━━ PASSAGE SHOWN ━━

The Federal Reserve’s dovish turn last week should enable gold to hold above the $1,300-an-ounce level that the market reclaimed last month, says the consultancy Metals Focus.
In December, Fed policymakers hiked rates for the fourth time in 2018, and markets expected more in 2019 despite certain risks, such as weakness in global equities since October, the consultancy said in a report Tuesday.
At their January meeting, policymakers did not hike rates again, a decision markets expected. However, the underlying message in Fed communications was construed as more dovish than in the past, with officials acknowledging challenges to economic growth globally, Metals Focus said.
“The new language also suggests that the central bank is likely to take a more patient approach this year…,” Metals Focus said. “Importantly, the Fed also pointed towards adjusting its asset-reduction plan if economic or financial conditions warrant it to do so (since 2017, the Fed has been reducing the size of its balance sheet).”
Economic concerns have become more pronounced as the U.S.-China trade dispute pushed annualized growth in China’s gross domestic product to its lowest level in three decades, Metals Focus said. Analysts also cited the ongoing Brexit issue, as well as weaker economic activity in the euro zone and some emerging-market nations.

━━━

→ **EXERCISE DESCRIPTION**:
Reproduce the passage on gold and the Fed between "In December, Fed" and "globally, Metals Focus said.", inclusive, swapping "policymakers" for "rate-setters". The material after this passage comes from a different source.

━━ RAW DATA ━━

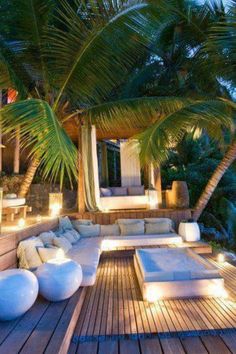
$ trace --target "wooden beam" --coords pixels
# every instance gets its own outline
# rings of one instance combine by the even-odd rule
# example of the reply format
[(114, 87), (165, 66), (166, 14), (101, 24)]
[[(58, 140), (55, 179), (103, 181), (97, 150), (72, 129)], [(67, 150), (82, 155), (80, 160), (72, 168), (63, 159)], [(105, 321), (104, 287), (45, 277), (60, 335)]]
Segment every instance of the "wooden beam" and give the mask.
[(85, 212), (84, 199), (84, 171), (82, 161), (82, 136), (81, 136), (81, 121), (78, 120), (78, 190), (77, 190), (77, 204), (79, 213)]

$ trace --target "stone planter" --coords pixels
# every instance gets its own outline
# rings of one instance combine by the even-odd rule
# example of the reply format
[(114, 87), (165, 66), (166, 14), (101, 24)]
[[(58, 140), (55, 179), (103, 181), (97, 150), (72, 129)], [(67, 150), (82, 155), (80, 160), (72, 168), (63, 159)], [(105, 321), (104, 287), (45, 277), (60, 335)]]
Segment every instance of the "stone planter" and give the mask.
[(200, 229), (197, 222), (181, 222), (179, 224), (179, 235), (186, 242), (197, 242), (200, 240)]

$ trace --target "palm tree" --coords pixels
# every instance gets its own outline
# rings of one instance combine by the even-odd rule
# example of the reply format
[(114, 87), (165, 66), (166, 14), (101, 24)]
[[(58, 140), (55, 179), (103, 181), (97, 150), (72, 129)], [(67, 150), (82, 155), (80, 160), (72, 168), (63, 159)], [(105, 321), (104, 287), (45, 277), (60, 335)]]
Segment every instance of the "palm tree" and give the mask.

━━━

→ **EXPECTED ANSWER**:
In December, Fed rate-setters hiked rates for the fourth time in 2018, and markets expected more in 2019 despite certain risks, such as weakness in global equities since October, the consultancy said in a report Tuesday.
At their January meeting, rate-setters did not hike rates again, a decision markets expected. However, the underlying message in Fed communications was construed as more dovish than in the past, with officials acknowledging challenges to economic growth globally, Metals Focus said.